Problem description » What you give must be exactly the lines of the material from the first through the line that contains "Point | tag one point per instance of the rottweiler", inclusive, and no others.

Materials provided »
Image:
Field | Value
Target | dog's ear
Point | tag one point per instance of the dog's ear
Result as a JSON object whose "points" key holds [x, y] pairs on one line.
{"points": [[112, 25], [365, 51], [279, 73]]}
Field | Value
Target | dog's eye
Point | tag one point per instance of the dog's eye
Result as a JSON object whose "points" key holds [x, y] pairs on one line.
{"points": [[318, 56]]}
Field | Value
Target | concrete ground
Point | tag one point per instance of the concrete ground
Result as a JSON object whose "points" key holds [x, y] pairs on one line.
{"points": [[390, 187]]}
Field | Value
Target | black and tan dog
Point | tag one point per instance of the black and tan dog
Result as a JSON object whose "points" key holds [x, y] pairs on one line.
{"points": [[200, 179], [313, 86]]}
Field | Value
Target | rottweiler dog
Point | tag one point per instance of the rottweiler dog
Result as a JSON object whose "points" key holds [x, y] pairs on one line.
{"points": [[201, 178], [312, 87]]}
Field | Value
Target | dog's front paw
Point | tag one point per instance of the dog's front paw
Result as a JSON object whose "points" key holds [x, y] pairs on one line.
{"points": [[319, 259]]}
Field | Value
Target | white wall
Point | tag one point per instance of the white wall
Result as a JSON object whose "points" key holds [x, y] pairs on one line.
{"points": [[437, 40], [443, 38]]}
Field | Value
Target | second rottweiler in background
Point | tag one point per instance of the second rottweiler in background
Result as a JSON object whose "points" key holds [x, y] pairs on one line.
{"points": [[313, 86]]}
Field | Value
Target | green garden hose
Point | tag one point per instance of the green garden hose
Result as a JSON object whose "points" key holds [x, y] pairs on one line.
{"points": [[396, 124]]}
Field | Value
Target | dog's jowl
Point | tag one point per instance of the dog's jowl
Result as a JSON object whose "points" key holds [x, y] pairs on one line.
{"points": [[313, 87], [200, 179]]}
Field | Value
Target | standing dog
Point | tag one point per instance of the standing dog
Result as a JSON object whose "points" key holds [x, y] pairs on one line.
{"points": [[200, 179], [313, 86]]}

Worked solution »
Image:
Field | Value
Target | dog's ear
Point | tag one point per instance of the dog's ear
Result as a JSON object whose "points" key holds [x, y] pairs on one line.
{"points": [[112, 25], [365, 51], [279, 73]]}
Field | Value
Target | dog's eye
Point | tag one point per instance of the dog's eye
Result as a JSON object whose "points" key holds [x, y] pairs on one line.
{"points": [[318, 56]]}
Field | Value
Target | concrete ground
Point | tag one point per instance of the concrete ground
Result as a JSON object whose "points" key holds [x, y] pairs on one line.
{"points": [[390, 187]]}
Field | Value
Target | black and tan dog
Point | tag one point per instance of the black and tan dog
Result as a JSON object whose "points" key holds [x, y] pairs on one line.
{"points": [[200, 179], [313, 86]]}
Field | Value
Target | rottweiler dog
Point | tag one point per instance of the rottweiler dog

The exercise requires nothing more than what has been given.